## PROBLEM STATEMENT
Copy out every one of the following lines word for word, keeping each character and line break unchanged.

──────── LISTING ────────

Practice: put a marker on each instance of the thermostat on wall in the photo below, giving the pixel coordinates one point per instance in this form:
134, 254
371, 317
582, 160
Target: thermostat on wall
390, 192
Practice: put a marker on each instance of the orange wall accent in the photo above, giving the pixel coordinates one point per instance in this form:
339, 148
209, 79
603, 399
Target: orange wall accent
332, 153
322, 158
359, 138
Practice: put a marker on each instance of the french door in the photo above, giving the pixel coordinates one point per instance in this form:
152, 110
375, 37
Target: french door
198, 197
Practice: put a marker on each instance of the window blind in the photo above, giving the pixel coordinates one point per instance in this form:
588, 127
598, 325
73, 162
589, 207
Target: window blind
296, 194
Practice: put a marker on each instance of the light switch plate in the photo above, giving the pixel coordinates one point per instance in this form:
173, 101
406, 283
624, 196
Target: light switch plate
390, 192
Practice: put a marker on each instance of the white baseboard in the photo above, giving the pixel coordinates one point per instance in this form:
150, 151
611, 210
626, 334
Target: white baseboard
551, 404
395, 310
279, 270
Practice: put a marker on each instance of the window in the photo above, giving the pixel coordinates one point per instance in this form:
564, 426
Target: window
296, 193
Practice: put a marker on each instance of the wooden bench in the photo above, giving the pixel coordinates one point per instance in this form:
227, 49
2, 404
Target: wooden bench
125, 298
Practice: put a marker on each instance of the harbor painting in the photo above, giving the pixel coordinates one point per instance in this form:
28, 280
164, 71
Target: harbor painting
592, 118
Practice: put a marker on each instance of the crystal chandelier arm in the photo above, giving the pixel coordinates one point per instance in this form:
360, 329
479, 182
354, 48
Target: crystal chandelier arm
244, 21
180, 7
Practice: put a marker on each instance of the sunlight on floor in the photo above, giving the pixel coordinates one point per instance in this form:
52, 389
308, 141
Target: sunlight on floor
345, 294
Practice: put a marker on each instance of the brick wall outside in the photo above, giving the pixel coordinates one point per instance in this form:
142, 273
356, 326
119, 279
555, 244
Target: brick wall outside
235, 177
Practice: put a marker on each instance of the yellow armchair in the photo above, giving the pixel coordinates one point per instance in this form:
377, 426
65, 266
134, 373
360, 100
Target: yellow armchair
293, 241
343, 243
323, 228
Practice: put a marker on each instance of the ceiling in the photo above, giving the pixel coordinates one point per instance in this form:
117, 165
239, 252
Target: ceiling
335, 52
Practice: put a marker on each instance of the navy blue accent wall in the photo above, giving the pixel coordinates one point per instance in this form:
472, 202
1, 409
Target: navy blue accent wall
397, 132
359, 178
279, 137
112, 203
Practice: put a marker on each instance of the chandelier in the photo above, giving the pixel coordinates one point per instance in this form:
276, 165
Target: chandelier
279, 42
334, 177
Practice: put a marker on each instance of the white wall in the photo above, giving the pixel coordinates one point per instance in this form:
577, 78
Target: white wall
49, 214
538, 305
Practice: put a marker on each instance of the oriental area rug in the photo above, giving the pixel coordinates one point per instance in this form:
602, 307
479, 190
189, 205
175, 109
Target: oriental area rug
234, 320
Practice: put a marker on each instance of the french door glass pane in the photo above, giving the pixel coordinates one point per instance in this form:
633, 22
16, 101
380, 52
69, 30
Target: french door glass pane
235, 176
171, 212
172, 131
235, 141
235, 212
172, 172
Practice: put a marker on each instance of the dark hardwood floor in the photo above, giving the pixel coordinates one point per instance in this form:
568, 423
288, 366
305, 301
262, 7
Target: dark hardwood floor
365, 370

────────

## ANSWER BELOW
Practice: put a marker on each instance of the thermostat on wall in the photo below, giving the pixel coordinates one point per instance in this form:
134, 254
371, 317
582, 160
Target: thermostat on wall
390, 192
Practice: put a marker on each instance of the orange wall accent in the photo above, giving the pixel coordinates one point per instance in this form:
339, 148
209, 79
603, 399
Target: orange wall accent
332, 153
322, 158
359, 138
Practice: put a marker on each instance of the french door in the photo above, giving the pixel coordinates one point per instance in this form:
152, 110
375, 37
Target: french door
198, 197
Practice: put a marker on each instance of the window blind in the photo above, giving the pixel coordinates one point per instance in this form:
588, 127
598, 325
73, 162
589, 207
Target: window blind
296, 194
Practice: put a marker on each instance of the light switch plate in the photo above, giving the pixel coordinates one point per instance in this form:
173, 101
406, 283
624, 196
Target: light switch plate
390, 192
Practice: put a marker on each instance of the white baseboard in the photo above, giving the pixel coordinates one point per instance in this form:
150, 151
611, 210
626, 334
Target: white baseboard
551, 404
395, 310
279, 270
Practice: put a marker on each instance of the window in the photo above, giving the pixel coordinates one point per instance in this form:
564, 426
Target: window
296, 193
Practice: put a marker on each instance of the wooden bench in the photo above, giving the pixel coordinates one point per instance in this form:
227, 49
2, 404
Target: wooden bench
125, 298
Practice: put a marker on each instance of the harbor painting in the photo above, giving the pixel coordinates one point per instance in this form:
28, 280
164, 71
Target: harbor painting
592, 118
Practice: put a marker on each instance of the crystal chandelier arm in the photo above, giving the pixel coordinates one point per instance in this form:
360, 329
479, 182
354, 48
Target: crystal chandelier arm
244, 21
180, 7
Practice: put a marker on each instance of the sunlight on floor in the photo above, giving the pixel coordinates one point per instance in this form:
52, 389
308, 141
Target: sunlight on floor
345, 294
Practice: put a marker on each instance of the brick wall outside in the photo above, giving the pixel coordinates one point per instance in this form:
142, 273
356, 326
119, 279
555, 244
Target: brick wall outside
235, 177
Practice: put a marker on each instance of the yellow armchair in the photo above, giving the pixel coordinates one point per instance in this form:
377, 426
65, 266
134, 373
360, 100
Target: yellow armchair
293, 241
343, 243
323, 228
Practice: put a marker on each instance of the ceiling in the photo above, giving the pixel coordinates one point per instance in this form:
117, 165
239, 252
Target: ceiling
335, 52
Practice: put a marker on each instance of the navy blue accent wall in the photo above, giving the pixel coordinates one point per instance in this form:
472, 202
1, 409
Target: navy blue accent wall
397, 132
359, 178
279, 137
112, 203
Practice: put a marker on each instance of the chandelier in the photo above, giving the pixel coordinates one point per instance in this form:
276, 165
Target: chandelier
279, 42
334, 177
Practice: put a marker on each instance of the white wall in the photo above, giving the pixel coordinates one point per instance in this form:
577, 78
Target: white wall
49, 214
538, 305
Practice: put a marker on each instance of the oriental area rug in the photo above, giving the pixel coordinates one point per instance in this form:
602, 307
479, 190
189, 205
175, 109
Target: oriental area rug
234, 320
Practice: put a marker on each instance of the french door glass pane in the photo above, giving the pixel coordinates one point per instance in this form:
633, 22
16, 101
380, 52
69, 30
Target: french door glass pane
235, 176
171, 212
172, 131
235, 141
235, 212
172, 172
Practice: put a marker on each instance of the dark hardwood floor in the photo above, giving the pixel coordinates one point per instance in this form:
568, 423
288, 366
305, 301
262, 7
Target: dark hardwood floor
365, 370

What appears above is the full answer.